**Exercise prompt**
Find the string "blue" in the records and copy each line where it occurs.

**Exercise data**

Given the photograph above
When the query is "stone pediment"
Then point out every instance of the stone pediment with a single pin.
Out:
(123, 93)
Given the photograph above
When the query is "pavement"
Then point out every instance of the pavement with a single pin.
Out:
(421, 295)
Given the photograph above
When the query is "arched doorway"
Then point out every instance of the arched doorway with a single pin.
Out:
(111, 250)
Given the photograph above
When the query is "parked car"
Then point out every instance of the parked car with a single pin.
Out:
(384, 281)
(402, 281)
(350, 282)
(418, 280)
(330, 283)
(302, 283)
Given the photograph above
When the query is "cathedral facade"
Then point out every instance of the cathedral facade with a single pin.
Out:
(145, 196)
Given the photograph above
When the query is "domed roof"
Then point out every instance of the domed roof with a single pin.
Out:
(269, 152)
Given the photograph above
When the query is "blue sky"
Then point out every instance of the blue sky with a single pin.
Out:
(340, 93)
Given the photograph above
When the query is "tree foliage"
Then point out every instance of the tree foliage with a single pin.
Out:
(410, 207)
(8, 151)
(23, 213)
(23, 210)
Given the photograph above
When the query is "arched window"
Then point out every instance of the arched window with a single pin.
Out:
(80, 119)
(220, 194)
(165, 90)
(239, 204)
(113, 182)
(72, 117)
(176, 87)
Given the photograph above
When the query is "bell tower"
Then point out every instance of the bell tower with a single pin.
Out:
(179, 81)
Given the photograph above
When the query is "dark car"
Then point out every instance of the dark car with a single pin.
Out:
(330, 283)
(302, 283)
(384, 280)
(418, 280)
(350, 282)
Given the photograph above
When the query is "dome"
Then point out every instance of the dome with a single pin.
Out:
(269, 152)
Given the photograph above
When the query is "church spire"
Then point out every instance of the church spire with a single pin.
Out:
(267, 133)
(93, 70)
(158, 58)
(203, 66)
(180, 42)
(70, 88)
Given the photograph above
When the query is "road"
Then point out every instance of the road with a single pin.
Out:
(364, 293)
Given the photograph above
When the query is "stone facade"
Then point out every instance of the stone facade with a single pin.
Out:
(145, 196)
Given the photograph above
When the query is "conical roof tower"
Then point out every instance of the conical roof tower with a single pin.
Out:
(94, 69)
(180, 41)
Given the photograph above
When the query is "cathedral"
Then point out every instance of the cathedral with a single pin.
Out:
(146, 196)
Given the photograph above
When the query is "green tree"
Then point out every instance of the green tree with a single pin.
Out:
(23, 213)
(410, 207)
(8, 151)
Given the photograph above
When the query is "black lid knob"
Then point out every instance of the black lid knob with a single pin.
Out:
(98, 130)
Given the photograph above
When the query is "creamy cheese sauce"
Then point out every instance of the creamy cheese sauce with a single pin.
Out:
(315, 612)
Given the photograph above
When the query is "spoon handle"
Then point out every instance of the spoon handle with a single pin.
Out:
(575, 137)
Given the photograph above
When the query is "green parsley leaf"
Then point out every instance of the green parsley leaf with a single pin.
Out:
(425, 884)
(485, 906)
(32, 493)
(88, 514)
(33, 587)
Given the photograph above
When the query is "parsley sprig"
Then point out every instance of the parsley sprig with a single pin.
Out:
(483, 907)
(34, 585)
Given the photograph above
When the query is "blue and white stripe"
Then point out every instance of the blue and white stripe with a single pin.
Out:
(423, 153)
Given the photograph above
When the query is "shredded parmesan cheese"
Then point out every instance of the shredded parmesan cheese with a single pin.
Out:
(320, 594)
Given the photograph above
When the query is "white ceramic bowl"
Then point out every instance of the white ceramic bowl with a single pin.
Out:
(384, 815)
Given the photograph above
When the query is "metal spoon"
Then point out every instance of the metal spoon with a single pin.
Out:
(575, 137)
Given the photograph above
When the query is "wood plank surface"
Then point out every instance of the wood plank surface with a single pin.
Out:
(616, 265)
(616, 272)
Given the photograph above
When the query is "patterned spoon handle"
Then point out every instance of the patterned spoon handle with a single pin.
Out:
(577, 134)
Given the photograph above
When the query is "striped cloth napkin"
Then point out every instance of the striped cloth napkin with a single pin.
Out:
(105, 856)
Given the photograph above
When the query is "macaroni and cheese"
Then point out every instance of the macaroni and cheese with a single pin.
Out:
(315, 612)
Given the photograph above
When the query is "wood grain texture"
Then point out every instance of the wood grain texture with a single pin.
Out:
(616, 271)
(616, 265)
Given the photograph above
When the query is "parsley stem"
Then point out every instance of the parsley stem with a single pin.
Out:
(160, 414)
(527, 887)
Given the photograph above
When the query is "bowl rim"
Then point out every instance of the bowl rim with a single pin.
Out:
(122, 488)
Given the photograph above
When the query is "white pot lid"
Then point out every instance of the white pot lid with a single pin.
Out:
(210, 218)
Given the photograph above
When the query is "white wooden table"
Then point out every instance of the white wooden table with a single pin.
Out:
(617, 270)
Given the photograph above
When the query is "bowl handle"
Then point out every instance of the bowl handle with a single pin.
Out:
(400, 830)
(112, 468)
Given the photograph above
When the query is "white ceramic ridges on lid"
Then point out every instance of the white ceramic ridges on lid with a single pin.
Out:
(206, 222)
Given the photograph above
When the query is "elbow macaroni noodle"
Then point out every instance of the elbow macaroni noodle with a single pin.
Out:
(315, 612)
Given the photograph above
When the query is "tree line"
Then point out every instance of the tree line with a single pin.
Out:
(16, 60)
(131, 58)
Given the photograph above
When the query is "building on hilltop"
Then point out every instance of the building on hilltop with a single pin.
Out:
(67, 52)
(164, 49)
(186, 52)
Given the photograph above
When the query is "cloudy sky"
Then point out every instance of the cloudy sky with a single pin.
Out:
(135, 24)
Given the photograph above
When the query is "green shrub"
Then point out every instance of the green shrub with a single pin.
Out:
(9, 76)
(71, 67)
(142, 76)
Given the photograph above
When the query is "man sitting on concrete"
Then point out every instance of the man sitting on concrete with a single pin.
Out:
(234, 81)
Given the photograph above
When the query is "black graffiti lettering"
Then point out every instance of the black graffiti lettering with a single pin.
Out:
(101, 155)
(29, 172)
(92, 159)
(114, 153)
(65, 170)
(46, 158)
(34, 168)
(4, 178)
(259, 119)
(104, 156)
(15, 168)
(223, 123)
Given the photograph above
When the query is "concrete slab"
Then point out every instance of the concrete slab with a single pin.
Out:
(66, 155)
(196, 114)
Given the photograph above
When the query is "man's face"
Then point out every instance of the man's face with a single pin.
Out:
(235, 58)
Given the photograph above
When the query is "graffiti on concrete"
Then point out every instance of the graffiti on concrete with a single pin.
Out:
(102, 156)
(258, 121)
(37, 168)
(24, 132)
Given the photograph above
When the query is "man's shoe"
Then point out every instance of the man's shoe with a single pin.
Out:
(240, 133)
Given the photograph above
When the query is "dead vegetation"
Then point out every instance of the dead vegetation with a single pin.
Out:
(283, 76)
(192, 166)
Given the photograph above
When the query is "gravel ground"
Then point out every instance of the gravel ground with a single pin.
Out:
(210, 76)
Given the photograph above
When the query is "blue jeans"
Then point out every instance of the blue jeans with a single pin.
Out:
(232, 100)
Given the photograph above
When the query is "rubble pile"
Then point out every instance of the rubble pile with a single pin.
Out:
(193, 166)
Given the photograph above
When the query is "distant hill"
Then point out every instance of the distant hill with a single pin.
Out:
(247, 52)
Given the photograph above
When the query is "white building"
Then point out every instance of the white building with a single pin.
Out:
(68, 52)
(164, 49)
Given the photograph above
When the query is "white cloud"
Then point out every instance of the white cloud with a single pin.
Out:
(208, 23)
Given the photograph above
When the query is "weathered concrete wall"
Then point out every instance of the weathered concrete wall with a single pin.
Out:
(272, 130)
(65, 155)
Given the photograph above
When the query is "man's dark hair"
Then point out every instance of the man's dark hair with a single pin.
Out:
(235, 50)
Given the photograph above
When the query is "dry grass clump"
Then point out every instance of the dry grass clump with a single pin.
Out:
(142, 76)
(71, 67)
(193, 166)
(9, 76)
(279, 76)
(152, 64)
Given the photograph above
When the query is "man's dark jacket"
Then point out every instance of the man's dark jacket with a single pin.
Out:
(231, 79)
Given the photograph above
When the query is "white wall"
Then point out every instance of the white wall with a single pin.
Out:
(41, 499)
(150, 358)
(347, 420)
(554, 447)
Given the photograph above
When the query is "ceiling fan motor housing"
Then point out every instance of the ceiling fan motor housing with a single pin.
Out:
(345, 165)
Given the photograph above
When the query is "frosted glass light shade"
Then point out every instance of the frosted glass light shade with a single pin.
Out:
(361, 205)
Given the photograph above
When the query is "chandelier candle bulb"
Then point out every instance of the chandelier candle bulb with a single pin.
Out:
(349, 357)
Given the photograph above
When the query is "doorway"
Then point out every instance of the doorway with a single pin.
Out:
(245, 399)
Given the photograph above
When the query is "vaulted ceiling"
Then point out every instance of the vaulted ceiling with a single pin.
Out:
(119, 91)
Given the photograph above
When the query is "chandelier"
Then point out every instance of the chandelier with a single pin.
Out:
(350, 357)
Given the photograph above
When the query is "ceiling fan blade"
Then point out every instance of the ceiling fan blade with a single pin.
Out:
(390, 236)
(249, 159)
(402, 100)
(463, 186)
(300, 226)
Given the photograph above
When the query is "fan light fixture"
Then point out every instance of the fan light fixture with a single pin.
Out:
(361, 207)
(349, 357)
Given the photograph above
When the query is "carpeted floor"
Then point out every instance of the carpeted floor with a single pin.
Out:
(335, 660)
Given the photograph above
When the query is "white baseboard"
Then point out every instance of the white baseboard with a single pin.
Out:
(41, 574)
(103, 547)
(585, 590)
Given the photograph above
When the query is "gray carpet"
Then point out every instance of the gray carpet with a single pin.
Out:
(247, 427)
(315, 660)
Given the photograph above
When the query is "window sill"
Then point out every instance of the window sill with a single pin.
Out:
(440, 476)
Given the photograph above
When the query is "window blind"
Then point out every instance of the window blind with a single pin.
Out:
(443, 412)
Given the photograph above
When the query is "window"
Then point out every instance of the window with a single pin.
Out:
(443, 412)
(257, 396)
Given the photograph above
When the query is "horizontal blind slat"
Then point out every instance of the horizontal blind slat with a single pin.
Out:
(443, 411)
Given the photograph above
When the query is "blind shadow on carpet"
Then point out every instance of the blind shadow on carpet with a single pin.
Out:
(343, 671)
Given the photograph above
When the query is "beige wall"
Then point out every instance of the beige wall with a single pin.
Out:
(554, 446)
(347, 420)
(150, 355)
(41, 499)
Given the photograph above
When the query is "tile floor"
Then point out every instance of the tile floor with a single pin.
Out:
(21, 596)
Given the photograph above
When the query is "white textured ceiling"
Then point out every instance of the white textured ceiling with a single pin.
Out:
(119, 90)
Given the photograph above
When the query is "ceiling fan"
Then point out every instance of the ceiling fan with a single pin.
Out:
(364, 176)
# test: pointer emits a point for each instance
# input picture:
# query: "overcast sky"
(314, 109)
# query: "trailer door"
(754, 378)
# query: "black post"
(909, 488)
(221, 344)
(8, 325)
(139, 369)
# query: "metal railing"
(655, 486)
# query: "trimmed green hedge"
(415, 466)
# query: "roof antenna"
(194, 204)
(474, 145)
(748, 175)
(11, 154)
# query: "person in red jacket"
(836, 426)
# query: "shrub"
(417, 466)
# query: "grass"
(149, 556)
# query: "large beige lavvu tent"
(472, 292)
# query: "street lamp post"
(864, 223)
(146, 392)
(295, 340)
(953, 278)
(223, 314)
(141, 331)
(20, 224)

**Reply**
When the query is "blue sky"
Then point out every instance of the blue sky with a single pin.
When the query is "blue and white stripe"
Then point out every instance of the blue and white stripe with a single pin.
When the query is "blue jeans"
Then point out every instance of the blue jeans with a single pin.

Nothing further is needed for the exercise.